It's a weird sort of alternative universe where Google acts like Microsoft did, but Google isn't actulaly hegemonic in the OS space, so they actually suffer for their screw ups where Microsoft didn't.
I never had an android device before, but I have a tablet recently (Samsung). Its confusing there seems to be samsung stuff (bixby voice recognition, samsung login and store, some tv watching app) and the Google uite of apps. There is some overlap and since its a Samsung, they push that stuff.
By enlarge I've ignored a lot of it, and it works great (even the pen with Krita!), but I can see the issue.
Though for windows there was "crapware" that tends to be pre-installed with windows machines from various makers.
I used to be a hardcore PC enthusiast, all windows/linux, all machines overclocked, and rooted android phones with newest ROM.
I still own an overclocked pc that is too much for my needs. However, I now use an iphone and I am recommending apple products for family. Might get a macbook myself.

**DATA BLOCK**
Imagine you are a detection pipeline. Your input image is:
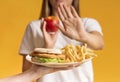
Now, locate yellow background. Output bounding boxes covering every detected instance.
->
[0,0,120,82]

**DIRECTIONS**
• A. Name every company mentioned in the comment about Google and Samsung devices.
• B. Copy out the part of the comment about Google and Samsung devices, starting at the words "I never had" and stopping after "a macbook myself.".

**SOLUTIONS TO EACH TASK**
• A. Google, Microsoft, Samsung, Apple

• B.
I never had an android device before, but I have a tablet recently (Samsung). Its confusing there seems to be samsung stuff (bixby voice recognition, samsung login and store, some tv watching app) and the Google uite of apps. There is some overlap and since its a Samsung, they push that stuff.
By enlarge I've ignored a lot of it, and it works great (even the pen with Krita!), but I can see the issue.
Though for windows there was "crapware" that tends to be pre-installed with windows machines from various makers.
I used to be a hardcore PC enthusiast, all windows/linux, all machines overclocked, and rooted android phones with newest ROM.
I still own an overclocked pc that is too much for my needs. However, I now use an iphone and I am recommending apple products for family. Might get a macbook myself.